Records from a collection

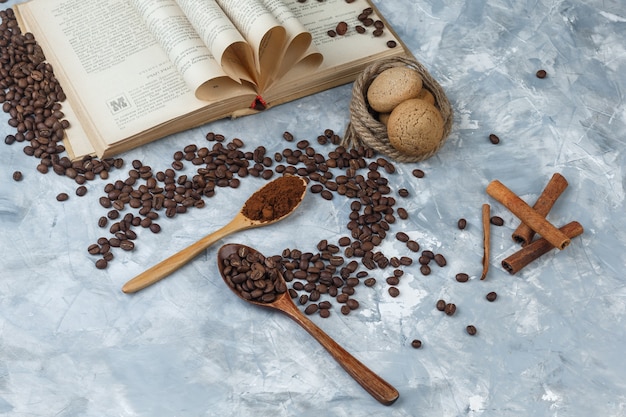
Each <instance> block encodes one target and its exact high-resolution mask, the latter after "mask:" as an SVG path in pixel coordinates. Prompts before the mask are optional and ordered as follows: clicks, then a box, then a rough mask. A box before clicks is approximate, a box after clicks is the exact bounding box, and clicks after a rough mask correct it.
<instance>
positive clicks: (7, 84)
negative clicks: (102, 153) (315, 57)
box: [0, 9, 496, 346]
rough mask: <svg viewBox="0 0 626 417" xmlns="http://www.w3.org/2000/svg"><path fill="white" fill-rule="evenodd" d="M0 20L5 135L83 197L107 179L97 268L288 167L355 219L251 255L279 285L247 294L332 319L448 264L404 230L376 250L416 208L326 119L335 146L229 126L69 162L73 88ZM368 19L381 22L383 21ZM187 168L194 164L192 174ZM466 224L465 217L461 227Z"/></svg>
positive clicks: (100, 219)
mask: <svg viewBox="0 0 626 417" xmlns="http://www.w3.org/2000/svg"><path fill="white" fill-rule="evenodd" d="M371 13H372V12H371V10H368V9H365V10H363V13H362V14H361V15H359V21H361V22H362V24H363V25H364V26H367V25H368V24H369V20H367V19H371V18H370V17H369V16H370V15H371ZM0 18H1V19H2V21H1V23H0V45H1V46H2V53H1V54H0V87H1V88H0V102H2V105H3V110H4V111H5V112H7V113H8V114H9V115H10V119H9V124H10V126H12V127H14V128H15V134H10V135H7V137H6V138H5V143H6V144H7V145H14V144H15V143H21V144H23V146H24V148H23V150H24V154H26V155H28V156H31V157H35V158H38V159H39V160H40V162H39V164H38V165H37V171H38V172H39V173H41V174H47V173H49V172H51V171H52V172H54V173H55V174H57V175H59V176H62V177H65V178H68V179H70V180H72V181H74V182H75V183H76V185H77V188H76V195H77V196H85V195H86V194H87V190H88V189H87V187H86V186H85V184H86V183H87V181H98V180H99V181H104V182H105V185H104V186H103V189H102V191H103V193H102V195H100V196H99V197H98V201H99V203H100V205H101V207H102V208H103V210H104V212H103V214H102V216H100V218H99V219H98V222H97V226H98V227H99V228H102V229H104V230H107V231H108V235H107V236H102V237H100V238H98V239H97V241H96V242H94V243H93V244H91V245H89V246H88V248H87V251H88V253H90V254H91V255H93V256H94V257H96V260H95V261H94V265H95V267H96V268H99V269H104V268H107V266H108V265H109V262H111V261H112V260H113V259H114V254H113V252H114V250H115V249H119V250H123V251H133V250H134V249H135V248H136V242H137V238H138V235H139V233H138V231H139V229H147V230H149V231H151V232H152V233H159V232H160V231H161V226H160V224H159V220H160V219H161V218H162V217H163V216H165V217H167V218H174V217H176V216H179V215H182V214H184V213H186V212H188V211H189V210H192V209H201V208H202V207H204V206H205V205H206V199H207V198H211V197H214V196H215V195H216V192H217V190H218V189H220V188H226V187H228V188H238V187H239V186H240V184H241V181H244V180H245V178H247V177H257V178H262V179H265V180H270V179H272V178H273V177H274V176H275V175H283V174H291V175H299V176H302V177H305V178H307V180H308V182H309V187H310V191H311V194H313V195H318V196H320V198H322V199H324V200H333V199H335V198H345V199H348V200H350V203H349V204H350V211H349V214H348V218H346V219H344V220H345V224H346V234H345V235H343V236H341V237H339V238H338V239H337V241H336V242H330V241H328V240H322V241H320V242H318V243H317V246H316V248H315V250H312V251H303V250H300V249H298V248H287V249H284V250H283V251H282V253H280V254H277V255H272V256H268V257H267V258H264V259H263V260H260V259H257V260H256V261H253V262H257V263H258V264H259V265H263V267H264V268H265V269H264V271H265V272H264V273H263V274H262V275H263V276H262V279H263V280H264V281H263V282H264V284H260V283H257V284H254V285H261V286H263V285H265V287H264V288H272V285H273V286H274V289H273V292H272V291H269V292H266V291H263V293H262V294H260V293H259V292H258V291H255V288H254V287H253V286H251V285H250V282H248V281H246V282H248V283H247V284H246V285H245V286H241V287H240V290H241V291H242V296H244V297H248V296H250V297H251V298H253V299H257V300H260V301H265V302H268V301H271V299H272V295H268V294H273V295H274V296H275V295H276V294H280V293H281V292H284V291H288V292H289V296H290V297H292V298H293V299H297V302H298V304H299V305H300V306H301V308H302V309H303V310H304V312H305V313H306V314H319V315H320V317H329V316H330V312H331V310H332V305H333V304H332V302H335V303H338V304H339V305H340V308H339V310H340V312H341V313H342V314H344V315H347V314H350V312H352V311H354V310H357V309H358V308H359V307H360V303H359V301H358V297H357V289H358V288H360V287H365V288H372V287H376V286H377V285H378V284H379V283H381V282H384V283H385V284H386V285H387V293H388V294H389V296H391V297H398V296H400V290H399V284H400V281H401V279H402V277H403V276H404V270H405V269H406V268H410V267H411V266H412V265H413V263H414V261H415V260H417V262H418V263H419V265H420V267H419V269H420V271H421V273H422V275H429V274H431V266H432V265H437V266H438V267H444V266H446V264H447V260H446V258H445V256H444V255H443V254H440V253H434V252H433V251H431V250H428V249H422V248H421V247H420V244H419V242H417V241H416V240H414V239H411V238H410V237H409V236H408V235H407V234H406V233H403V232H398V233H396V234H395V237H396V239H397V240H399V241H401V242H403V243H404V244H405V245H406V246H405V249H406V251H405V253H403V254H401V255H400V256H387V255H386V254H385V253H383V251H382V250H380V249H379V248H380V246H381V243H382V242H383V241H384V240H385V239H387V238H388V235H389V234H390V233H389V232H390V231H391V229H392V227H393V225H394V223H396V222H397V221H398V220H406V219H407V218H408V217H409V212H408V211H407V210H406V209H405V208H403V207H398V201H397V199H396V195H394V191H393V189H392V186H391V185H390V181H389V177H390V176H393V175H394V174H395V172H396V168H395V166H394V164H393V163H392V162H391V161H389V160H387V159H385V158H382V157H378V156H377V155H376V154H375V151H373V150H372V149H367V148H364V147H359V148H354V149H347V148H345V147H343V146H341V145H340V143H341V137H339V136H338V135H337V134H335V132H334V131H333V130H332V129H325V130H324V131H323V133H321V134H320V135H319V136H318V137H317V144H318V145H319V146H323V147H326V146H330V150H328V151H327V152H320V151H318V150H317V149H316V148H315V147H314V144H313V143H312V142H310V141H309V140H297V139H296V138H295V136H294V134H293V133H291V132H284V133H283V135H282V138H283V139H284V141H285V142H286V143H287V144H288V145H287V146H285V148H284V149H283V150H282V151H280V152H275V153H274V154H273V155H271V154H269V153H268V151H267V149H266V148H265V147H263V146H257V147H255V148H254V149H251V150H246V149H245V143H244V141H243V140H241V139H239V138H233V139H231V140H227V139H226V138H225V137H224V136H223V135H221V134H218V133H214V132H209V133H207V134H206V137H205V144H204V145H198V144H189V145H187V146H185V147H183V148H182V149H181V150H179V151H176V152H174V153H173V155H172V161H171V163H170V165H169V166H168V167H160V168H159V169H154V168H153V167H150V166H148V165H144V164H143V163H142V162H141V161H139V160H134V161H132V163H131V165H132V166H131V167H130V169H129V170H128V175H127V177H126V178H125V179H118V180H116V181H111V182H106V181H108V179H109V172H110V171H111V170H113V169H121V168H123V167H124V166H125V162H124V160H123V159H121V158H106V159H103V160H99V159H98V158H92V157H85V158H83V159H81V160H78V161H72V160H70V158H69V157H68V156H67V154H66V151H65V147H64V146H63V143H62V139H63V136H64V131H65V129H67V128H68V127H69V123H68V122H67V120H65V119H64V115H63V112H62V107H61V103H62V102H63V101H64V100H65V94H64V93H63V90H62V88H61V86H60V85H59V83H58V81H57V80H56V78H55V77H54V73H53V70H52V67H51V66H50V65H49V64H48V63H47V62H45V57H44V56H43V53H42V51H41V48H40V47H39V46H38V45H37V43H36V41H35V39H34V38H33V36H32V35H31V34H28V33H26V34H22V33H21V32H20V30H19V27H18V26H17V22H16V20H15V16H14V14H13V11H12V10H11V9H7V10H3V11H0ZM372 26H373V27H375V28H376V29H381V30H382V27H377V23H376V21H373V22H372ZM378 26H380V25H378ZM189 166H192V167H193V168H194V170H195V172H191V173H188V172H186V169H187V168H188V167H189ZM412 175H413V176H414V177H415V178H423V177H424V176H425V173H424V172H423V171H422V170H421V169H414V170H413V171H412ZM22 178H23V173H22V172H18V171H16V172H14V174H13V179H14V180H15V181H21V180H22ZM397 197H398V198H400V199H402V198H408V197H410V191H409V190H407V189H399V190H397ZM68 198H70V196H69V195H68V194H67V193H59V194H58V195H57V200H59V201H65V200H67V199H68ZM462 220H464V219H462ZM465 224H466V223H465V221H463V222H461V221H459V223H458V226H459V229H461V230H462V229H463V228H464V227H465ZM420 251H421V252H420ZM244 255H245V256H244ZM238 256H239V260H238V261H237V262H240V263H242V262H244V261H245V262H244V263H250V259H248V254H241V253H240V254H238ZM231 262H232V261H231ZM231 267H232V265H231ZM388 267H392V268H393V271H392V272H391V273H385V272H384V271H386V270H387V269H388ZM233 270H237V268H234V269H233ZM276 271H279V272H280V273H281V274H282V275H283V276H284V279H285V281H286V283H287V287H286V288H284V291H283V288H282V287H281V286H280V285H278V286H277V285H276V280H275V274H276ZM239 272H242V271H239ZM233 274H234V273H233ZM257 274H258V272H257ZM235 275H236V274H235ZM384 275H387V276H386V278H385V279H384V280H380V279H379V280H377V279H376V277H380V276H384ZM460 276H461V279H459V277H460ZM465 276H466V274H457V280H459V281H460V282H464V280H465ZM238 279H239V278H237V280H238ZM259 279H261V278H259ZM235 281H236V280H235ZM235 281H233V283H234V284H235V286H237V285H238V283H237V282H235ZM253 281H254V280H253ZM239 285H241V283H239ZM276 287H278V288H276ZM238 290H239V289H238ZM259 294H260V295H259ZM257 296H259V297H257ZM495 298H496V297H495V293H489V294H488V295H487V299H488V300H489V301H493V300H495ZM441 303H443V304H441ZM437 308H438V309H440V310H441V311H444V312H445V313H446V314H447V315H449V316H451V315H454V313H455V312H456V305H454V304H453V303H446V302H444V301H443V300H441V301H440V302H438V303H437ZM468 333H469V330H468ZM416 344H417V342H415V343H414V346H415V345H416ZM419 346H421V341H419Z"/></svg>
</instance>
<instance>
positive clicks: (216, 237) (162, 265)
mask: <svg viewBox="0 0 626 417" xmlns="http://www.w3.org/2000/svg"><path fill="white" fill-rule="evenodd" d="M253 226H254V224H251V223H250V222H249V221H248V222H246V221H245V218H244V217H243V216H241V215H237V216H236V217H235V218H234V219H233V220H232V221H231V222H230V223H228V224H227V225H225V226H224V227H222V228H221V229H218V230H216V231H215V232H213V233H211V234H209V235H207V236H205V237H203V238H202V239H200V240H198V241H197V242H195V243H193V244H191V245H189V246H187V247H186V248H185V249H183V250H181V251H180V252H177V253H175V254H174V255H172V256H170V257H169V258H167V259H165V260H164V261H161V262H159V263H158V264H156V265H154V266H153V267H152V268H150V269H148V270H146V271H144V272H142V273H141V274H139V275H137V276H136V277H134V278H133V279H131V280H129V281H128V282H127V283H126V284H124V286H123V287H122V291H123V292H125V293H127V294H130V293H134V292H137V291H140V290H142V289H144V288H146V287H148V286H150V285H152V284H154V283H156V282H158V281H160V280H162V279H163V278H165V277H167V276H168V275H169V274H171V273H172V272H174V271H176V270H177V269H179V268H180V267H182V266H183V265H185V264H186V263H187V262H189V261H191V260H192V259H193V258H195V257H196V256H198V255H199V254H200V253H201V252H202V251H203V250H205V249H206V248H208V247H209V246H211V245H212V244H213V243H215V242H217V241H218V240H220V239H222V238H223V237H225V236H227V235H229V234H231V233H233V232H236V231H238V230H243V229H247V228H250V227H253Z"/></svg>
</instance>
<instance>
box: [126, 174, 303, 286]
mask: <svg viewBox="0 0 626 417" xmlns="http://www.w3.org/2000/svg"><path fill="white" fill-rule="evenodd" d="M285 178H286V177H280V178H277V179H275V180H273V181H272V182H270V183H268V184H265V185H264V186H263V187H261V188H260V189H259V190H257V191H256V192H255V193H254V194H253V195H252V196H251V197H250V198H249V199H248V200H247V201H246V204H248V202H250V200H251V199H252V197H254V196H256V195H259V194H263V192H264V191H266V190H269V189H270V187H271V186H272V185H276V184H277V183H278V182H279V181H285ZM292 178H298V179H299V180H300V181H302V194H301V195H300V196H299V200H298V201H297V202H296V204H295V205H294V206H293V207H291V210H290V211H289V212H287V213H286V214H283V215H282V216H280V217H277V218H273V219H271V220H253V219H250V218H249V217H247V216H246V215H245V214H244V208H245V207H246V204H244V206H243V207H242V208H241V210H239V212H238V213H237V215H236V216H235V217H234V218H233V219H232V220H231V221H230V222H229V223H228V224H226V225H225V226H223V227H222V228H220V229H218V230H216V231H215V232H213V233H211V234H209V235H207V236H205V237H203V238H202V239H200V240H198V241H197V242H195V243H193V244H192V245H190V246H188V247H186V248H185V249H183V250H181V251H180V252H178V253H175V254H174V255H172V256H170V257H169V258H167V259H165V260H164V261H161V262H160V263H158V264H156V265H154V266H153V267H152V268H150V269H148V270H146V271H144V272H142V273H141V274H139V275H137V276H136V277H134V278H133V279H131V280H130V281H128V282H126V284H124V286H123V287H122V291H123V292H125V293H127V294H129V293H134V292H137V291H139V290H142V289H144V288H146V287H148V286H150V285H152V284H154V283H156V282H158V281H160V280H162V279H163V278H165V277H167V276H168V275H169V274H171V273H172V272H174V271H176V270H177V269H179V268H180V267H182V266H183V265H185V264H186V263H187V262H189V261H191V260H192V259H193V258H195V257H196V256H198V255H199V254H200V253H201V252H202V251H203V250H205V249H206V248H208V247H209V246H211V245H212V244H213V243H215V242H217V241H218V240H220V239H222V238H223V237H225V236H228V235H230V234H231V233H234V232H238V231H241V230H246V229H251V228H254V227H260V226H267V225H270V224H273V223H276V222H277V221H279V220H282V219H284V218H285V217H287V216H288V215H290V214H291V213H293V212H294V211H295V210H296V208H298V206H299V205H300V203H301V202H302V200H303V199H304V195H305V194H306V180H305V179H304V178H302V177H296V176H294V177H292Z"/></svg>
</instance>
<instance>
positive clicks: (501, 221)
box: [489, 216, 504, 226]
mask: <svg viewBox="0 0 626 417" xmlns="http://www.w3.org/2000/svg"><path fill="white" fill-rule="evenodd" d="M489 222H490V223H491V224H493V225H494V226H502V225H504V219H503V218H502V217H500V216H491V218H490V219H489Z"/></svg>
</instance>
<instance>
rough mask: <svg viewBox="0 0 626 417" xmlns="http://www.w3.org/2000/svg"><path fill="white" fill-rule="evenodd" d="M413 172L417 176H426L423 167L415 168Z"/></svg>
mask: <svg viewBox="0 0 626 417" xmlns="http://www.w3.org/2000/svg"><path fill="white" fill-rule="evenodd" d="M412 174H413V176H414V177H415V178H424V171H422V170H421V169H414V170H413V172H412Z"/></svg>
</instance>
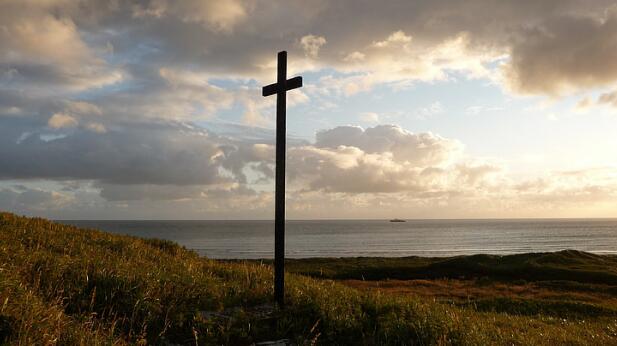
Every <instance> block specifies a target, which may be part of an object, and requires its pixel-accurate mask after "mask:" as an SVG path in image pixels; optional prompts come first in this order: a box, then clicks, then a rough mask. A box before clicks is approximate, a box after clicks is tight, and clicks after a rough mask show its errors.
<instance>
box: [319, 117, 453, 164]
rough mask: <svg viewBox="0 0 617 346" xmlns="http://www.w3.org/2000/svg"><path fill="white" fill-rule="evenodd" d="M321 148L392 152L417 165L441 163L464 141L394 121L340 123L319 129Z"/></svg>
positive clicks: (319, 147) (319, 140)
mask: <svg viewBox="0 0 617 346" xmlns="http://www.w3.org/2000/svg"><path fill="white" fill-rule="evenodd" d="M315 146H316V147H317V148H331V149H335V148H338V147H340V146H349V147H355V148H358V149H361V150H362V151H364V152H366V153H368V154H375V153H386V152H387V153H391V154H392V155H393V159H395V160H397V161H398V160H400V161H404V162H410V163H412V164H414V165H439V164H440V163H444V162H447V161H448V160H449V159H450V158H451V157H454V156H456V155H458V154H460V152H461V151H462V144H461V143H459V142H458V141H455V140H450V139H446V138H443V137H440V136H438V135H434V134H432V133H430V132H427V133H419V134H414V133H412V132H409V131H407V130H405V129H403V128H401V127H398V126H394V125H378V126H375V127H370V128H367V129H366V130H364V129H362V128H361V127H357V126H340V127H336V128H334V129H330V130H325V131H321V132H318V133H317V135H316V140H315Z"/></svg>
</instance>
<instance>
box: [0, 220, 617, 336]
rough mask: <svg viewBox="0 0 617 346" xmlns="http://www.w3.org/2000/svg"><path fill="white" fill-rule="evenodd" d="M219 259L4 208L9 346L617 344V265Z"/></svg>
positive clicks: (565, 262) (575, 257)
mask: <svg viewBox="0 0 617 346" xmlns="http://www.w3.org/2000/svg"><path fill="white" fill-rule="evenodd" d="M287 268H288V275H287V278H286V280H287V291H286V293H287V298H288V300H287V305H286V307H285V309H278V308H277V307H275V306H274V305H273V304H272V303H271V296H272V279H271V276H272V271H271V267H270V265H269V263H268V262H267V261H214V260H210V259H206V258H200V257H199V256H197V255H196V254H195V253H193V252H191V251H188V250H186V249H184V248H182V247H180V246H178V245H176V244H174V243H172V242H169V241H163V240H156V239H139V238H134V237H128V236H119V235H112V234H109V233H104V232H100V231H96V230H85V229H79V228H76V227H72V226H65V225H60V224H56V223H52V222H49V221H47V220H44V219H37V218H25V217H19V216H16V215H13V214H9V213H0V343H2V344H22V345H31V344H62V345H67V344H68V345H77V344H84V345H91V344H112V345H124V344H163V345H165V344H190V345H195V344H206V345H209V344H212V345H217V344H233V345H250V344H253V343H259V342H263V341H270V340H280V339H287V340H288V342H289V343H294V344H324V345H333V344H360V345H362V344H364V345H375V344H393V345H399V344H419V345H433V344H436V345H446V344H456V345H487V344H500V345H511V344H520V345H530V344H534V345H555V344H617V258H615V257H611V256H598V255H593V254H588V253H583V252H577V251H563V252H558V253H551V254H524V255H515V256H503V257H499V256H468V257H454V258H445V259H444V258H418V257H409V258H391V259H386V258H351V259H307V260H291V261H288V262H287Z"/></svg>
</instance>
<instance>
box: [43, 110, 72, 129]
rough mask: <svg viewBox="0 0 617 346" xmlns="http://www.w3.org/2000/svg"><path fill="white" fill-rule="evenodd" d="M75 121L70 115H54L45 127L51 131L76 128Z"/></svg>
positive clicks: (54, 114) (58, 113)
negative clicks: (70, 128)
mask: <svg viewBox="0 0 617 346" xmlns="http://www.w3.org/2000/svg"><path fill="white" fill-rule="evenodd" d="M77 124H78V123H77V120H76V119H75V118H73V117H72V116H70V115H66V114H62V113H56V114H54V115H52V116H51V118H49V121H48V122H47V125H49V127H51V128H53V129H61V128H66V127H77Z"/></svg>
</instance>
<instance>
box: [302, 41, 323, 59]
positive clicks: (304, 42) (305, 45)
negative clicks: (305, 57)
mask: <svg viewBox="0 0 617 346" xmlns="http://www.w3.org/2000/svg"><path fill="white" fill-rule="evenodd" d="M324 44H326V39H325V38H324V37H322V36H315V35H306V36H303V37H302V38H301V39H300V45H301V46H302V49H303V50H304V54H305V55H306V56H308V57H310V58H316V57H317V55H319V49H320V48H321V46H323V45H324Z"/></svg>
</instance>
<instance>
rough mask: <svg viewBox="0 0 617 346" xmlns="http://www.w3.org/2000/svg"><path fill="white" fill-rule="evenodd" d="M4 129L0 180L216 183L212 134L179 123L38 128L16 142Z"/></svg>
mask: <svg viewBox="0 0 617 346" xmlns="http://www.w3.org/2000/svg"><path fill="white" fill-rule="evenodd" d="M15 130H17V129H16V128H6V127H3V129H2V131H1V133H2V137H3V140H2V148H1V149H0V160H1V161H2V162H10V163H11V164H7V165H2V168H0V177H1V178H2V179H55V180H69V179H81V180H96V181H101V182H104V183H113V184H128V185H130V184H161V185H165V184H171V185H190V184H215V183H219V182H224V181H226V180H227V179H228V178H226V177H224V176H223V175H222V173H221V172H219V168H220V166H221V160H223V159H224V153H223V150H222V148H221V143H219V142H218V141H217V138H216V136H213V135H210V134H208V133H207V132H205V131H203V130H197V129H194V128H191V127H189V126H186V125H182V124H172V123H169V124H143V123H127V124H125V125H124V126H123V127H122V128H115V129H112V130H108V131H107V132H105V133H98V134H96V135H93V134H92V133H91V132H90V131H87V130H81V129H75V130H74V131H72V132H71V133H67V134H65V135H63V136H60V137H58V138H54V139H51V140H44V139H43V138H45V135H46V133H45V131H44V130H43V129H41V130H39V131H35V132H31V133H30V134H29V135H28V136H27V138H25V139H23V140H21V141H17V138H18V137H19V136H20V132H19V131H17V132H14V131H15Z"/></svg>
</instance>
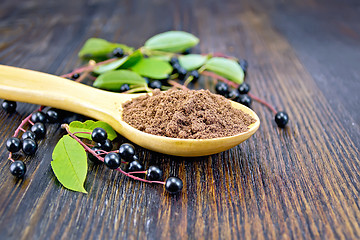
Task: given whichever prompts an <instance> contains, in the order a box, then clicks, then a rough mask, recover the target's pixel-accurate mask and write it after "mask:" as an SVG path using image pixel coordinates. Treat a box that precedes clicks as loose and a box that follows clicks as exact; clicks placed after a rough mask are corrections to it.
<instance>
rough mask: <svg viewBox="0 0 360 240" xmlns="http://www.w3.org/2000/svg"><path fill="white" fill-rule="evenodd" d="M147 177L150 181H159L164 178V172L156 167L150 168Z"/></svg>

Work instruction
Rewrite the lines from the first one through the line containing "box: [0, 9, 496, 346]", swapping "negative" for "background" and leaving everything else unchanged. Leave the pictures out of the answer.

Output
Each <instance> block encodes one target and its exact high-resolution mask, the latter after "mask:" as an SVG path in pixel coordinates. Prompts before the mask are optional and ordered as follows: clicks, then a box, then a rough mask. A box before clicks is approximate, a box after clicks is the exact bounding box, and clicks after a rough mask correct it.
<instance>
positive clicks: (7, 84)
background clicks: (102, 153) (315, 57)
box: [0, 9, 496, 346]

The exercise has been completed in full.